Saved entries

=== Begin Enclosure ===

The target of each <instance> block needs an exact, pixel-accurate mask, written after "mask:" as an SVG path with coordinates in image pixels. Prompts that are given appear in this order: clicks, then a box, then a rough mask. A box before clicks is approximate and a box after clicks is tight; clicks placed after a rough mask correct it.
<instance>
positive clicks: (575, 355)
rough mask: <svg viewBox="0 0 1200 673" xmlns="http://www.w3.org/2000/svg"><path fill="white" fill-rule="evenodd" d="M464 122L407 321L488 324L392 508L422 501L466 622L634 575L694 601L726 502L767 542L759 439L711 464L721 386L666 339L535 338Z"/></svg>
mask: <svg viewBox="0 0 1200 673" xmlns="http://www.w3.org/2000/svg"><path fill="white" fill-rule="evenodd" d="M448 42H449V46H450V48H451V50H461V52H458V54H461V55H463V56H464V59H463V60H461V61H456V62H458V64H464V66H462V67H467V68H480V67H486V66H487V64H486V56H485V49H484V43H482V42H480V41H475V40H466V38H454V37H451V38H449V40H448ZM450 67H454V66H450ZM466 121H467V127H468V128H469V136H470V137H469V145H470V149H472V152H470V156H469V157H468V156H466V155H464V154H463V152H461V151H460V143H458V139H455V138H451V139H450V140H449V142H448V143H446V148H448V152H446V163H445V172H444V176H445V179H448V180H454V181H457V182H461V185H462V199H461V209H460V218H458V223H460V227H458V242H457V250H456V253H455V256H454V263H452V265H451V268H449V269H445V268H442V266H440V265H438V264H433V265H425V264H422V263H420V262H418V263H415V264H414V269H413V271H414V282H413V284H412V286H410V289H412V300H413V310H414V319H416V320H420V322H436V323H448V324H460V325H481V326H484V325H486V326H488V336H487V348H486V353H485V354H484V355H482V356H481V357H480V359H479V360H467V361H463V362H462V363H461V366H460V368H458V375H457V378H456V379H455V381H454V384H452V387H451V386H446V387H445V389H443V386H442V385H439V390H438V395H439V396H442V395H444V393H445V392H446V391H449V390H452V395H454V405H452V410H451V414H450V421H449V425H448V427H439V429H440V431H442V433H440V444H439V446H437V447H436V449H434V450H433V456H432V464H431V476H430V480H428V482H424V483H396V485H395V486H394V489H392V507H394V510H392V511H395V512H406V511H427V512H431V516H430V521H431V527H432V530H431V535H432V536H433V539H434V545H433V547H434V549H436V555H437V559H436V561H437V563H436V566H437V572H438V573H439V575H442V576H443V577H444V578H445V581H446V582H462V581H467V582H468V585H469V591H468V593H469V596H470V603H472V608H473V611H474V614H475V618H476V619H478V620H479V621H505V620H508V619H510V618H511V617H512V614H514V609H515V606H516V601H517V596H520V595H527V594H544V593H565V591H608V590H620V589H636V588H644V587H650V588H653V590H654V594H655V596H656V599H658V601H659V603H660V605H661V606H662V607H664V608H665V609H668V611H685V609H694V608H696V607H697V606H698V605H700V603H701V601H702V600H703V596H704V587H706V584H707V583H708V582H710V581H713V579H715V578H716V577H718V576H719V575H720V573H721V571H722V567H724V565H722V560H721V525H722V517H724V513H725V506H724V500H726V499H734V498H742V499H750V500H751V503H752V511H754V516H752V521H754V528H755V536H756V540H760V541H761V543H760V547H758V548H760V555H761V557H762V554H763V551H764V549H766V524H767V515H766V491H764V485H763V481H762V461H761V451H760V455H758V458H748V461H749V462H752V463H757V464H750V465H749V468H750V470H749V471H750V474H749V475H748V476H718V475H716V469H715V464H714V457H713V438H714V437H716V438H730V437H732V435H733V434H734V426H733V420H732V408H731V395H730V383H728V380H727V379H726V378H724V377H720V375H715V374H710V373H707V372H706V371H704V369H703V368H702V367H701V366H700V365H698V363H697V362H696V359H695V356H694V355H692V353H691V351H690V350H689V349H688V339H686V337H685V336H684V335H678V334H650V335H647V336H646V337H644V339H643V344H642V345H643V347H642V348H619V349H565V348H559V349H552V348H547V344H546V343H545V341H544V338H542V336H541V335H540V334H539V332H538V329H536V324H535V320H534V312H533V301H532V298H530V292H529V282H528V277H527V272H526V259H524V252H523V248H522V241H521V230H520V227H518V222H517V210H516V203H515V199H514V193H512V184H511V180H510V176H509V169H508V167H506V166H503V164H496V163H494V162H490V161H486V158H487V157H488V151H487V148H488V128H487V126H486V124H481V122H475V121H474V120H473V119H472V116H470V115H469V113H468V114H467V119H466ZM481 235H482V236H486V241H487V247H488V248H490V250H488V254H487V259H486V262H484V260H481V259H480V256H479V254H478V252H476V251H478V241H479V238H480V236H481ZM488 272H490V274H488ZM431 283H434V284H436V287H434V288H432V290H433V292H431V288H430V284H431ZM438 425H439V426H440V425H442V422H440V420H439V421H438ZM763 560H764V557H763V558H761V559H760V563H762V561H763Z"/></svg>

=== End Enclosure ===

- TASK TO CARRY OUT
Restate the data above exactly, keeping each word as it stands.

- REPLY
The target of each <instance> block needs an exact, pixel-accurate mask, written after "mask:" as an SVG path with coordinates in image pixels. Prompts that are given appear in this order: clicks, then a box, then a rough mask. A box before clicks is approximate and a box after clicks is tight; clicks placed after a rough mask correct it.
<instance>
positive clicks: (575, 355)
rough mask: <svg viewBox="0 0 1200 673" xmlns="http://www.w3.org/2000/svg"><path fill="white" fill-rule="evenodd" d="M464 122L407 321L488 324L392 508L422 501L466 622L634 575L694 601L726 502L767 542L759 439L711 464L721 386L666 339L535 338Z"/></svg>
mask: <svg viewBox="0 0 1200 673" xmlns="http://www.w3.org/2000/svg"><path fill="white" fill-rule="evenodd" d="M448 42H449V46H450V48H451V50H461V52H458V54H461V55H463V56H464V59H463V60H461V61H456V62H458V64H464V66H462V67H467V68H480V67H486V66H487V64H486V56H485V49H484V43H482V42H480V41H475V40H466V38H454V37H451V38H449V40H448ZM450 67H454V66H450ZM466 121H467V127H468V128H469V136H470V137H469V145H470V149H472V152H470V156H469V157H468V156H466V155H464V154H463V152H461V151H460V143H458V139H455V138H451V139H450V140H449V142H448V143H446V148H448V152H446V163H445V172H444V176H445V179H448V180H454V181H457V182H461V185H462V199H461V209H460V218H458V223H460V227H458V242H457V250H456V253H455V256H454V263H452V265H451V268H449V269H445V268H442V266H440V265H438V264H433V265H425V264H422V263H420V262H418V263H415V264H414V269H413V271H414V282H413V284H412V286H410V289H412V300H413V310H414V319H416V320H420V322H436V323H448V324H460V325H481V326H484V325H486V326H488V336H487V348H486V353H485V354H484V355H482V356H481V357H480V359H479V360H467V361H463V362H462V363H461V366H460V368H458V375H457V378H456V379H455V381H454V384H452V387H451V386H446V387H445V389H443V386H442V385H439V390H438V395H439V396H442V395H444V393H445V392H446V391H449V390H452V395H454V405H452V410H451V414H450V421H449V425H448V427H439V429H440V431H442V433H440V444H439V446H437V447H436V449H434V450H433V456H432V464H431V476H430V480H428V482H424V483H396V485H395V486H394V489H392V507H394V510H392V511H395V512H406V511H427V512H431V516H430V521H431V527H432V530H431V535H432V536H433V539H434V545H433V547H434V549H436V555H437V559H436V561H437V563H436V566H437V572H438V573H439V575H442V576H443V577H444V578H445V581H446V582H462V581H467V582H468V585H469V591H468V593H469V596H470V603H472V608H473V611H474V614H475V618H476V619H478V620H479V621H505V620H508V619H510V618H511V617H512V614H514V609H515V606H516V601H517V596H520V595H527V594H544V593H565V591H608V590H620V589H636V588H644V587H650V588H653V590H654V594H655V596H656V599H658V601H659V603H660V605H661V606H662V607H664V608H665V609H668V611H685V609H694V608H696V607H697V606H698V605H700V603H701V601H702V600H703V596H704V587H706V584H707V583H708V582H710V581H713V579H715V578H716V577H718V576H719V575H720V573H721V571H722V567H724V565H722V560H721V525H722V517H724V513H725V506H724V500H726V499H734V498H742V499H750V500H751V503H752V511H754V516H752V521H754V528H755V536H756V540H760V541H761V543H760V547H758V548H760V555H761V557H762V554H763V551H764V549H766V524H767V515H766V491H764V485H763V481H762V461H761V451H760V455H758V458H748V461H749V462H752V463H757V464H750V465H749V468H750V470H749V471H750V474H749V475H748V476H718V475H716V469H715V464H714V457H713V438H714V437H716V438H730V437H732V435H733V434H734V426H733V420H732V408H731V395H730V383H728V380H727V379H726V378H724V377H720V375H715V374H710V373H707V372H706V371H704V369H703V368H702V367H701V366H700V365H698V363H697V362H696V359H695V356H694V355H692V353H691V351H690V350H689V349H688V339H686V337H685V336H684V335H678V334H650V335H647V336H646V337H644V339H643V344H642V345H643V347H642V348H619V349H565V348H559V349H552V348H547V344H546V343H545V341H544V338H542V336H541V335H540V334H539V332H538V329H536V324H535V320H534V312H533V301H532V298H530V292H529V282H528V277H527V272H526V259H524V252H523V248H522V241H521V230H520V227H518V222H517V210H516V203H515V199H514V193H512V184H511V180H510V176H509V169H508V167H506V166H503V164H496V163H494V162H490V161H486V158H487V157H488V151H487V148H488V128H487V126H486V124H481V122H475V121H474V120H473V119H472V116H470V115H469V113H468V114H467V119H466ZM481 235H482V236H486V241H487V247H488V248H490V250H488V254H487V259H486V262H484V260H481V259H480V256H479V254H478V252H476V251H478V241H479V238H480V236H481ZM488 272H490V274H488ZM431 283H434V284H436V287H434V288H432V290H433V292H431V288H430V284H431ZM438 425H439V426H440V425H442V422H440V420H439V421H438ZM763 560H764V557H763V558H761V559H760V563H762V561H763Z"/></svg>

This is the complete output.